→ **Brief**: All of the data should be output character for character, except the pictures.

→ **Excerpts from a dataset**:
-*-*-

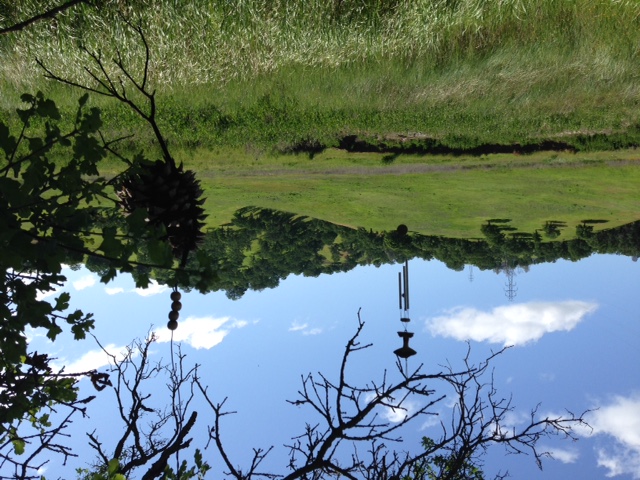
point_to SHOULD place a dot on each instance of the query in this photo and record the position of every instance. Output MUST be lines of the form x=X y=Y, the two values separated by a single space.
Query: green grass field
x=269 y=74
x=239 y=82
x=435 y=195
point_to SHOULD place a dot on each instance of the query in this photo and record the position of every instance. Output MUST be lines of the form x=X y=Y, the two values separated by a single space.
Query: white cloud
x=85 y=282
x=397 y=415
x=312 y=331
x=619 y=419
x=42 y=295
x=297 y=326
x=154 y=288
x=204 y=332
x=562 y=455
x=512 y=324
x=303 y=328
x=92 y=360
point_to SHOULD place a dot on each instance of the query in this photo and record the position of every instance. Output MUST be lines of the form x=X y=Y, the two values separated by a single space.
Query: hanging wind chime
x=405 y=351
x=175 y=308
x=172 y=197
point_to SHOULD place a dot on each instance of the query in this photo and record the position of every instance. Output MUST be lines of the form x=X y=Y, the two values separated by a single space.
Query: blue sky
x=575 y=328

-*-*-

→ **Your solution**:
point_to SHOULD place a dot on each instance of the query in this photo and record the position of every instance. Output MUST be lines of the form x=X y=Y, the two values separated by a single space.
Query: green grass field
x=269 y=74
x=239 y=82
x=435 y=195
point_to SHOULD place a dot on each instance of the query in this photo and record the position of every instance. Output MUST be lines of the form x=X y=Y, the two values separated by a single space.
Query: white cloud
x=85 y=282
x=397 y=415
x=312 y=331
x=619 y=419
x=42 y=295
x=297 y=326
x=154 y=288
x=204 y=332
x=562 y=455
x=512 y=324
x=303 y=328
x=92 y=360
point_to SHOULD place a dot on each instance of the query in this photo and record the position of every instance. Output MUST be lines of the form x=X y=Y, the two values separated by a single space.
Query: hanging wind chime
x=405 y=351
x=175 y=308
x=172 y=197
point_to SHOULD place a dot on each instance of the query in this photo and record the position of every instance. Output MUST be lines of the form x=X y=Y, the two values separated by a single space.
Query: blue sky
x=575 y=328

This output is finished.